__Written exercise__: Reproduce, word for word, the stretch of the essay on career mentors from "It Only Took" through "me career advice.".

__Source extract__:
==================================================
It Only Took Me 34 Years to Realize This

I was at a meeting today (yes, you can feel sorry for me) and since it was the first time for this committee to meet, we started off by introducing ourselves. In addition to our name, how long we have been at Villanova, and what we did, we were also asked to share the best piece of advice we had ever received from someone regarding our professional development.

My mind immediately started spinning, but I was coming up with nothing. I was briefly asked to go first, but the person running the meeting saw my blank face (it’s the look I have most of the day) and decided to start with the person next to me. That gave me a few extra minutes to think of something, but once again, nothing was coming to me.

It was at that point I realized something I had never thought about before. I honestly can’t think of anyone ever giving me career advice.

In other words, I’ve never had a career mentor.

Sure, my mom and dad offered me lots of good advice about life, and my coaches and bosses have always provided useful feedback, but I’ve never had someone whom I would consider a career mentor, an experienced and trusted adviser who could provide guidance as I progressed through my career.

My mentors were found in books – Tony Robbins, Dale Carnegie, Jim Rohn, Seth Godin, Stephen Covey, Jim Rohn, Zig Ziglar. But that was pretty impersonal. I guess I’ve always been pretty independent and believed that my career was 100% my responsibility and that I didn’t need to ask anyone for help.
==================================================
__Data listing__:
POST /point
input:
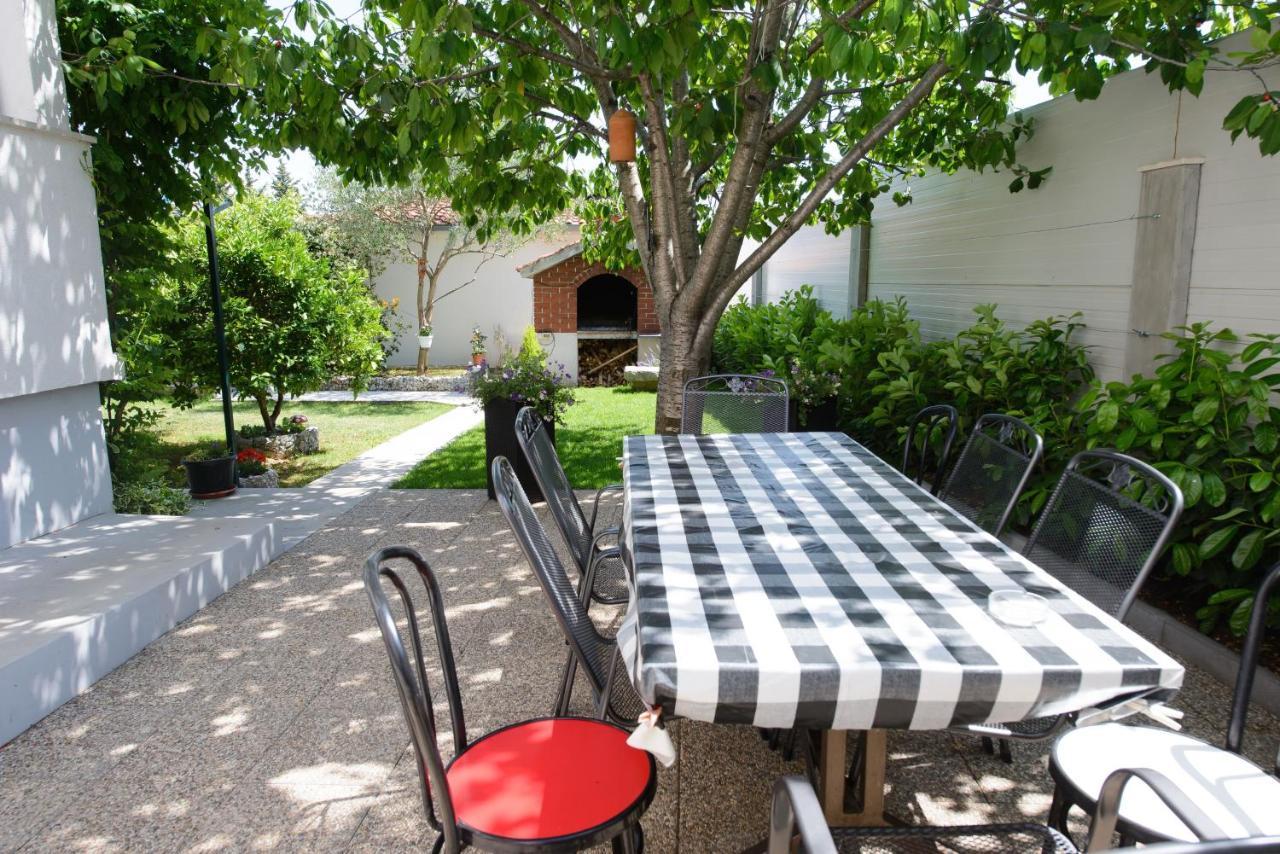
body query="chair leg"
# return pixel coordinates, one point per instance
(566, 692)
(629, 841)
(1057, 811)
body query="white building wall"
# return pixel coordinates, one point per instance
(54, 342)
(1069, 246)
(499, 301)
(814, 257)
==================================================
__Output of the task__:
It Only Took Me 34 Years to Realize This

I was at a meeting today (yes, you can feel sorry for me) and since it was the first time for this committee to meet, we started off by introducing ourselves. In addition to our name, how long we have been at Villanova, and what we did, we were also asked to share the best piece of advice we had ever received from someone regarding our professional development.

My mind immediately started spinning, but I was coming up with nothing. I was briefly asked to go first, but the person running the meeting saw my blank face (it’s the look I have most of the day) and decided to start with the person next to me. That gave me a few extra minutes to think of something, but once again, nothing was coming to me.

It was at that point I realized something I had never thought about before. I honestly can’t think of anyone ever giving me career advice.